_Exercise brief_
Count the lines in the data below that contain the string "mountain". Give only the number.

==================================================

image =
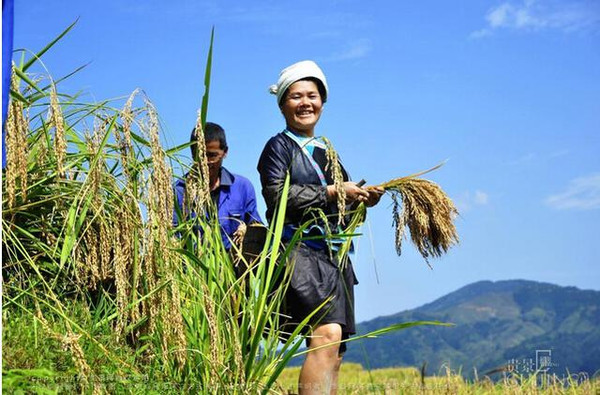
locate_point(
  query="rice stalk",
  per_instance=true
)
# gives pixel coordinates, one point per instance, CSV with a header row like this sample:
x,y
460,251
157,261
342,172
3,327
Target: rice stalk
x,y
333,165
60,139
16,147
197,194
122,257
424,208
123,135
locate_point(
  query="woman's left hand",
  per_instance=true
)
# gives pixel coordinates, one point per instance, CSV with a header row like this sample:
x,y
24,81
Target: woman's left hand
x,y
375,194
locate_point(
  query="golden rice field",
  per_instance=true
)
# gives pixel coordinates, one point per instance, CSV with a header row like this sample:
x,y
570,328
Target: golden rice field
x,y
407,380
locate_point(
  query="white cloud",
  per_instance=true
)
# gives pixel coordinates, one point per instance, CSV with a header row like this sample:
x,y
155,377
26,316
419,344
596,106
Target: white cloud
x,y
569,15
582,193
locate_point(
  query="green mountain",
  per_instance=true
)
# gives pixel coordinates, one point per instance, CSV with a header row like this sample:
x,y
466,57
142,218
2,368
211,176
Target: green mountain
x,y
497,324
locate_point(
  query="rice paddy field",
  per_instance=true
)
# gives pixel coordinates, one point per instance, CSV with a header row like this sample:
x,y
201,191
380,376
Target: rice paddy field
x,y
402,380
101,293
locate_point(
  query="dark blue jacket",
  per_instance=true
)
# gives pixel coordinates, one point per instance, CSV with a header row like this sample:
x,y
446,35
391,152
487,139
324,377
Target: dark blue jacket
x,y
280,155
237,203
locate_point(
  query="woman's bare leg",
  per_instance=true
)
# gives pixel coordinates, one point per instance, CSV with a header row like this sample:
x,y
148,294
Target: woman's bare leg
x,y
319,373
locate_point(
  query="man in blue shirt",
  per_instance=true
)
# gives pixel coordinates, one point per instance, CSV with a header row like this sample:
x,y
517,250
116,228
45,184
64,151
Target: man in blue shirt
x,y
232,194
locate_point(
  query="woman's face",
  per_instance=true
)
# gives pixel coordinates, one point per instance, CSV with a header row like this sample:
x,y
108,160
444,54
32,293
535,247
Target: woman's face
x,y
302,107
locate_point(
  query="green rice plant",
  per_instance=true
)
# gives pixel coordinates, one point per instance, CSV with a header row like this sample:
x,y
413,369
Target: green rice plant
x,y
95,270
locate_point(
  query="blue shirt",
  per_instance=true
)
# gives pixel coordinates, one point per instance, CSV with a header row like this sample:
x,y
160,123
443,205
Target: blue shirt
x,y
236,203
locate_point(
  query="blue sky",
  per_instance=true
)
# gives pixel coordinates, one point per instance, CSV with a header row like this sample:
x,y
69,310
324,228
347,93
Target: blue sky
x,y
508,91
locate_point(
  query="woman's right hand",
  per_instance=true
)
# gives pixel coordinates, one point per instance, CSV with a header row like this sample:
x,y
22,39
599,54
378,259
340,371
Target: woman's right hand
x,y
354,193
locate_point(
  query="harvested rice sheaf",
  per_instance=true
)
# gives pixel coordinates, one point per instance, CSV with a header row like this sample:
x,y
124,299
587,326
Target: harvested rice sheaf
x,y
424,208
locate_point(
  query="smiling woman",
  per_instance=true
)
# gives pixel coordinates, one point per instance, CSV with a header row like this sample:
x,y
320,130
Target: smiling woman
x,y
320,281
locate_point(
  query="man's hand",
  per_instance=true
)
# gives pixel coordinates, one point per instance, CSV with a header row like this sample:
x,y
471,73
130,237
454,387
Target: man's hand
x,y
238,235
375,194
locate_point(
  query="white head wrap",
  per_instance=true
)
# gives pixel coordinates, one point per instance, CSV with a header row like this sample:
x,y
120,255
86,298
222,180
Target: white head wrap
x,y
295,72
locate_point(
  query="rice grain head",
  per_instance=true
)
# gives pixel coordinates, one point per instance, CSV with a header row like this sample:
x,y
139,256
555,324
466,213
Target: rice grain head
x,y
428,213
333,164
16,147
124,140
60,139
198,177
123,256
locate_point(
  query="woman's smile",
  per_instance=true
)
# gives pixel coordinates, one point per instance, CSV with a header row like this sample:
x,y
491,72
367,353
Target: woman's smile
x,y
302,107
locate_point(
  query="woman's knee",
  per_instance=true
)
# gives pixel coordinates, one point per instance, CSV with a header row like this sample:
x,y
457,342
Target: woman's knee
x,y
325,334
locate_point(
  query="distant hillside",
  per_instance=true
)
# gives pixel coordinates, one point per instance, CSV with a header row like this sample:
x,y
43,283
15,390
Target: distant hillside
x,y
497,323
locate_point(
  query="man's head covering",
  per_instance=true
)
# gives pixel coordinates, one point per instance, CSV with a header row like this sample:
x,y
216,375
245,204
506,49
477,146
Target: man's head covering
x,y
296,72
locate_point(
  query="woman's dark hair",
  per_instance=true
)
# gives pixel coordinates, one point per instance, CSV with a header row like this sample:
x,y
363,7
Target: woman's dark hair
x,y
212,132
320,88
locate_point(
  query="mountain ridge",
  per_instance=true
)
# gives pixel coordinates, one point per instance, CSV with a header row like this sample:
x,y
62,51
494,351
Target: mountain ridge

==================================================

_Completed task_
4